**Arbeitsauftrag:**
Schreiben Sie den folgenden Text über den inklusiven Stammtisch zwischen „Die Hoffnung hat“ und „mobiler machen sollen.“ einschließlich neu. Ersetzen Sie dabei „Herausforderung“ durch „Aufgabe“.

**Textauszug:**
•••••

Sozialamt
Sich einfach mal frei fühlen
Bonn (we). „Es ist ein inklusiver Stammtisch“, sagt Sven
Günzel. „Hier kann jeder herkommen, ob ohne oder mit körperlicher
Behinderung.“ Und der Stammtisch funktioniert. Joachim redet gerade
von den Schwierigkeiten, als Rollstuhlfahrer die öffentlichen
Verkehrsmittel Bonns zu benutzen.
Brigitte spricht über den Minimalistenstammtisch im selben Lokal.
Kathrin verrät, dass sie vor zwei Jahren aus Bielefeld hierher
gekommen ist, in der Hoffnung, dass sie hier operiert werden könne.
Die Hoffnung hat sich leider nicht erfüllt. Jetzt aber sucht sie eine
neue Herausforderung bei der Arbeit. Und eine ehrenamtliche Kraft, die
für sie einkaufen geht. Jemand anders erzählt von Projekten, die
Rollstuhlfahrer mobiler machen sollen.

•••••

**Ausgewählte Zeilen:**
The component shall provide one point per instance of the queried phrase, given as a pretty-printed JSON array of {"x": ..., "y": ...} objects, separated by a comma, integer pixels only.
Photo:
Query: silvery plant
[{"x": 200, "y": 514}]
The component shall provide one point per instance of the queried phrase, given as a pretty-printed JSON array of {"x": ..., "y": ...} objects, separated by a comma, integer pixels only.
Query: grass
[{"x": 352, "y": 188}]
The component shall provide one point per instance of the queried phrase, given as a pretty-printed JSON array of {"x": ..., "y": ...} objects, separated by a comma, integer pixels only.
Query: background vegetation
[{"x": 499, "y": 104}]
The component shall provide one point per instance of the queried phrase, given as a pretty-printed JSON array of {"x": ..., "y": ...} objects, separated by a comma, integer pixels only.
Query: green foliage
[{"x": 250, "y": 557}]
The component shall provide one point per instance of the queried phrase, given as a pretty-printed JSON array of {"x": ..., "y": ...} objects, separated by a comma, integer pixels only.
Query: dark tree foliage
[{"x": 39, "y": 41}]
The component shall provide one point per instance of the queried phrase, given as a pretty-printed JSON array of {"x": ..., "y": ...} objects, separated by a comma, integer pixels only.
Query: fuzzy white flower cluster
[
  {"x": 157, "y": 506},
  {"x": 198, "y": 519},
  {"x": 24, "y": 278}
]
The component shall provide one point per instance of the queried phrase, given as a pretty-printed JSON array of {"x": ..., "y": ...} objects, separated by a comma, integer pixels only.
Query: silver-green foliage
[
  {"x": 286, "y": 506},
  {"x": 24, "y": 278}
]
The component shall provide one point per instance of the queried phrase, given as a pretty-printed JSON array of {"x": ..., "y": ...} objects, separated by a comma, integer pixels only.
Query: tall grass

•••••

**Lösung:**
Die Hoffnung hat sich leider nicht erfüllt. Jetzt aber sucht sie eine
neue Aufgabe bei der Arbeit. Und eine ehrenamtliche Kraft, die
für sie einkaufen geht. Jemand anders erzählt von Projekten, die
Rollstuhlfahrer mobiler machen sollen.